• **Requirement**
Reproduce every line from the one containing "For the audit, pick out each instance of the blurred" down to the end of the records, requests included, and scale the pixel coordinates in each point by 0.55, rounding to whole numbers with halves rounded up.

==== Data provided ====

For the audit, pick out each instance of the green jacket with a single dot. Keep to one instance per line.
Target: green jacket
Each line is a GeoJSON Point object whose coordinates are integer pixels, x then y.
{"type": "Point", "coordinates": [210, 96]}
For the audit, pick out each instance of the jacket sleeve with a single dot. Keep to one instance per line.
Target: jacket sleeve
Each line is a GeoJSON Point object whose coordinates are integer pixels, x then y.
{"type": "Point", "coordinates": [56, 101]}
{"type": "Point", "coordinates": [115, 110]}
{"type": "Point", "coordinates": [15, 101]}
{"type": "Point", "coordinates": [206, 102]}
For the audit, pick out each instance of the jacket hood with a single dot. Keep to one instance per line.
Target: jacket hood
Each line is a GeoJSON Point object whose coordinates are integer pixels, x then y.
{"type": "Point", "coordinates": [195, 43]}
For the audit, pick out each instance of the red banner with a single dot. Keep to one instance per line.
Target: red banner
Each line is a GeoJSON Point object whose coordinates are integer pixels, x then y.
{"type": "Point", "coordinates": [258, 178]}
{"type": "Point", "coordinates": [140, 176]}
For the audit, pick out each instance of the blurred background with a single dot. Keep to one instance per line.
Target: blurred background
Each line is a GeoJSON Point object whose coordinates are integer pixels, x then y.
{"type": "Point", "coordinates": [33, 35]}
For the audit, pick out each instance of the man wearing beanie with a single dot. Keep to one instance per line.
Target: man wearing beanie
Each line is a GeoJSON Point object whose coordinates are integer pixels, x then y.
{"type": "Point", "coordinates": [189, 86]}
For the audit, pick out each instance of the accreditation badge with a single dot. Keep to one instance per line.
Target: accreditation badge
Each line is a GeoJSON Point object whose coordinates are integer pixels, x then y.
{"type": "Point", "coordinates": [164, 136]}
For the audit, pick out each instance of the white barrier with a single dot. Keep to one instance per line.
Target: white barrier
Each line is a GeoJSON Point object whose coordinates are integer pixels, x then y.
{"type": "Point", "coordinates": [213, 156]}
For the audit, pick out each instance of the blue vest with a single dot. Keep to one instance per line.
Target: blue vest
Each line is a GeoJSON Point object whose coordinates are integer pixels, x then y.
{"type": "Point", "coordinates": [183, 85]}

====

• **Final result**
For the audit, pick out each instance of the blurred background with a single dot. Keep to one instance per line.
Target: blurred background
Each line is a GeoJSON Point object whose coordinates are integer pixels, x then y.
{"type": "Point", "coordinates": [18, 19]}
For the audit, pick out each instance of the man wearing beanie with a single dot. Keep to one instance per line.
Target: man wearing beanie
Each line is a GeoJSON Point object whose coordinates are integer pixels, x then y.
{"type": "Point", "coordinates": [104, 47]}
For the audit, pick out each instance of the accreditation badge with a single dot. Keep to one instance per line.
Target: accreditation badge
Each line is a GeoJSON Point object whose coordinates are integer pixels, x then y.
{"type": "Point", "coordinates": [90, 75]}
For the audit, pick out each instance of the white barrier with a single dot. Keep to one instance per line.
Target: white barrier
Each line is a GeoJSON Point object whose coordinates are integer pixels, x then y.
{"type": "Point", "coordinates": [117, 86]}
For the audit, pick out each instance of the blue vest with a single dot. Keep to one instance per line.
Target: blue vest
Each line is a GeoJSON Point object whose coordinates are integer pixels, x then y.
{"type": "Point", "coordinates": [101, 47]}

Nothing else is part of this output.